Written request 1:
In the records, copy out the lines word for word, starting at the line that contains "Objective — one dot on each instance of the pine" and ending after the line that contains "(1178, 862)".

The first question would be where to start and with what element. The following procedure should be followed. Always start with the element phosphorus and satisfy the required amount needed in the formulation. After phosphorus satisfy the calcium requirement and then the potassium requirements. By the time these elements requirements have been satisfied a large portion of the nitrogen and sulphur requirements will also be satisfied. Magnesium is the last macro element that should be satisfied. The micro elements should be done separately. If a complex is used, the calculation will be easy but if the micro elements are added as mono fertilizers, the calculation will be slightly longer but still quite straight forward.

The following procedure should be followed when calculating the amount of fertilizer to use in order to achieve a required concentration. We shall assume that a 1,000 L tank is to be used.

Written request 2:
In the text on fertilizer calculation, which element is the starting point?

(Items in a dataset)
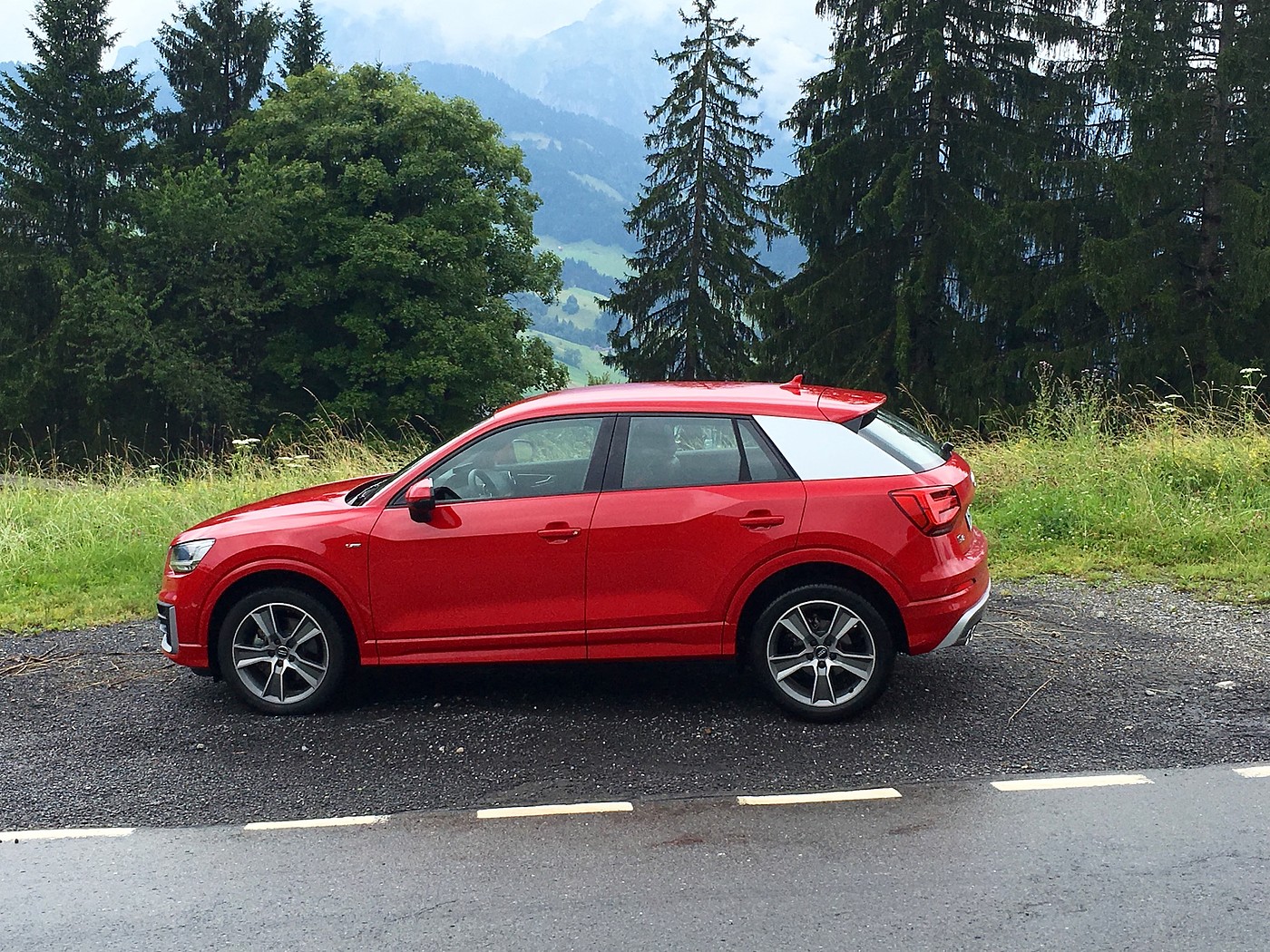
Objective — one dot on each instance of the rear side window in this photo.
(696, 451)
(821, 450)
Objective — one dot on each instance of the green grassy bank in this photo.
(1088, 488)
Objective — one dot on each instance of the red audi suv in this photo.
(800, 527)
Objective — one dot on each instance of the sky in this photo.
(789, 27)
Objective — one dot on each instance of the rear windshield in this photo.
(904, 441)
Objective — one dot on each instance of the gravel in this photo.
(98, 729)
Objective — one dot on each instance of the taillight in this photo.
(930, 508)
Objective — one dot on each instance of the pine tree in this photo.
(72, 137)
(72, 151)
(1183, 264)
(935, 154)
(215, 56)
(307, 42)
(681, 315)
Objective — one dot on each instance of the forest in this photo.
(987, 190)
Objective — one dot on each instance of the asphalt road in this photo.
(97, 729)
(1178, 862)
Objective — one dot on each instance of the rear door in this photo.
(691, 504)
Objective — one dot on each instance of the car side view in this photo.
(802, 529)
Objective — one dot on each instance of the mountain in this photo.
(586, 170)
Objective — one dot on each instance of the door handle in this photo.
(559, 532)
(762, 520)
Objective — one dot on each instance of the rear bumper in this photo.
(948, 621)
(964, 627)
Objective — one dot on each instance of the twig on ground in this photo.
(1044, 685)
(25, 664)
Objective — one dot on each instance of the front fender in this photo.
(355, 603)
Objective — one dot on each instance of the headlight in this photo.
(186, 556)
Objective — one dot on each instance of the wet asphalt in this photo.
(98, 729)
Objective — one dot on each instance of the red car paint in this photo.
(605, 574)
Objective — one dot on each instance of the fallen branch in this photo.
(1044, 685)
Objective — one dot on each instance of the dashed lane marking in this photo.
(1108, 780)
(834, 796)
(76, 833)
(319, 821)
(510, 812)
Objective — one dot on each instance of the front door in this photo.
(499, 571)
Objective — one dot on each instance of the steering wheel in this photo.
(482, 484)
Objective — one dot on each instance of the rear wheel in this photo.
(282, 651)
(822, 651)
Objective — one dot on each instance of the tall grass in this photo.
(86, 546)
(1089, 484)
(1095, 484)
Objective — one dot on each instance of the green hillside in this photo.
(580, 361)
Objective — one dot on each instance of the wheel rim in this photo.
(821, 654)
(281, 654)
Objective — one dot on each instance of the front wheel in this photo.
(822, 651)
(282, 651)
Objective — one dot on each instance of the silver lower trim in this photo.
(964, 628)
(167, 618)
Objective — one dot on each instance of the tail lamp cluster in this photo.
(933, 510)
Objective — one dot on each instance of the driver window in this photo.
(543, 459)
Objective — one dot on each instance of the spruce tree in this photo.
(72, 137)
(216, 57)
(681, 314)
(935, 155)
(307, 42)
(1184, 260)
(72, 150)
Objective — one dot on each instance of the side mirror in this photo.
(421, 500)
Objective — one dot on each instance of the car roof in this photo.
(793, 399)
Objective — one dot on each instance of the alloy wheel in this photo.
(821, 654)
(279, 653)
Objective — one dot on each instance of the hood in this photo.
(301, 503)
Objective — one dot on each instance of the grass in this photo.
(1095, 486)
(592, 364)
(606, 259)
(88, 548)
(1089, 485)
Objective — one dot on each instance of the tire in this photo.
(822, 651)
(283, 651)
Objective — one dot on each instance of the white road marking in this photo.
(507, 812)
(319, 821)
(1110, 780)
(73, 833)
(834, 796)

Problem solution 1:
Objective — one dot on each instance of the pine tree in this photo.
(72, 137)
(72, 151)
(1183, 264)
(935, 154)
(215, 56)
(307, 42)
(681, 315)
Objective — one dot on each instance of the forest in this photo.
(987, 190)
Objective — one dot on each instance of the asphalt road in this photo.
(97, 729)
(1178, 862)

Problem solution 2:
Phosphorus.